> _REQUIREMENT 1_
Copy the location labeling entries below word for word, leaving out the pictures.

# Midland based,   day courses information



## the big fella (Jun 13, 2017)

does anyone know of or can recomend any one that does smoking- grilling or BBQ day courses or the like.

looking to go some where to try and play with as many different sorts of live units as posible and to see how they work. generally to get the basics and to generally decide on which sort of unit i like and would want to buy


----------



## wade (Jun 13, 2017)

You are welcome here - but I am in Kent so probably a little too far from you.


----------



## smokin monkey (Jun 13, 2017)

HI Big Fella, take alook at my BBQ Courses Map.

Nothing local but will give you some idea.

http://www.hotcoalsbbq.co.uk/CourseMap.html

While you are there you can sign up for regular updates.


----------



## smokin monkey (Jun 13, 2017)

This has just reminded me, Wade can you send me details and dates of your courses


----------



## the big fella (Jun 14, 2017)

> _REQUIREMENT 2_
According to the BBQ course thread, where is wade located?

Excerpts of location labeling data
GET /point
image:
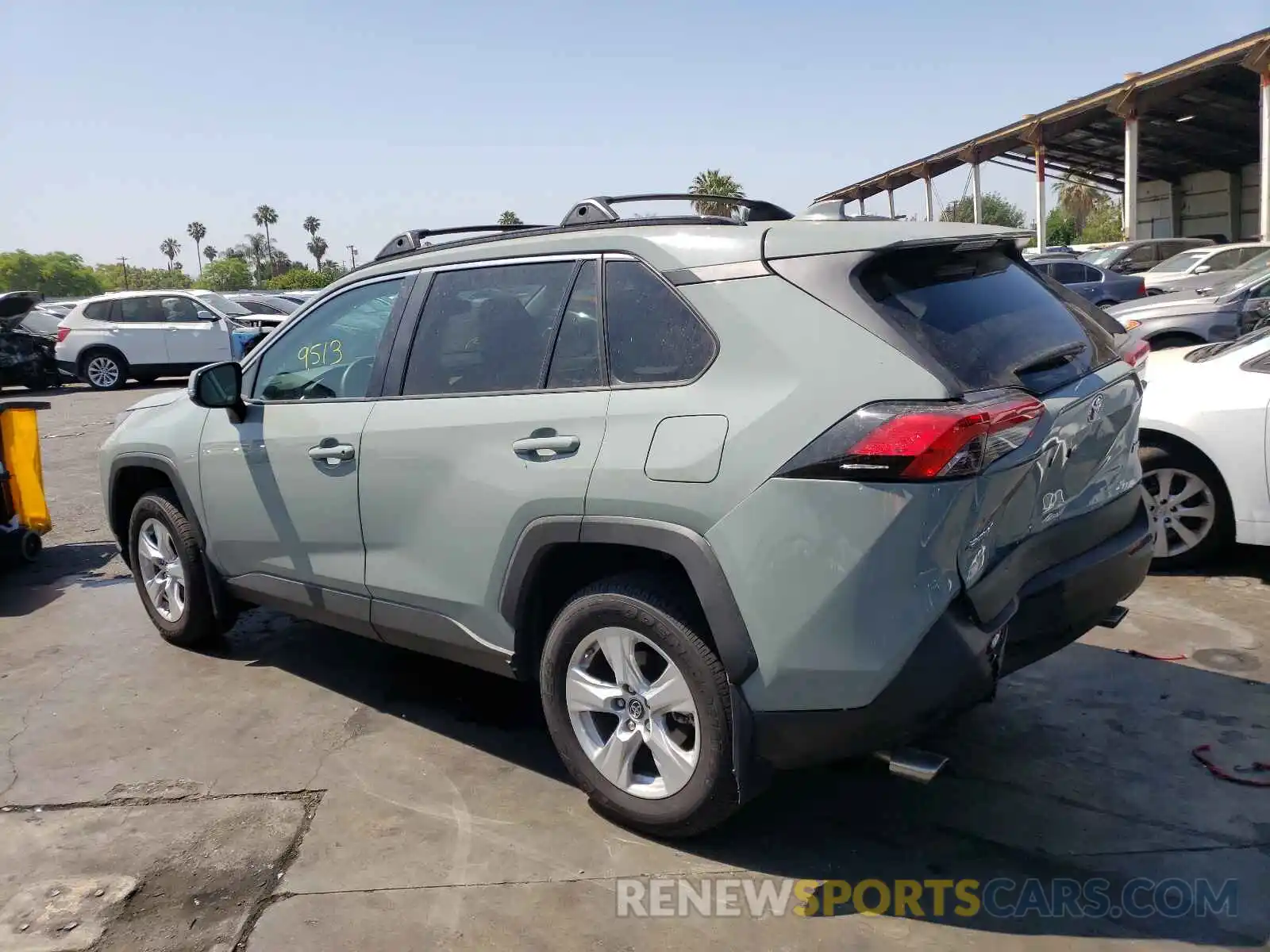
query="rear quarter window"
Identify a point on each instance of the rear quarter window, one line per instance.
(986, 317)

> _FINAL RESULT 1_
GET /point
image:
query="rear quarter window"
Identify a point on each instance of the rear quarter window, one line per instance.
(986, 317)

> _FINAL RESULT 2_
In Kent.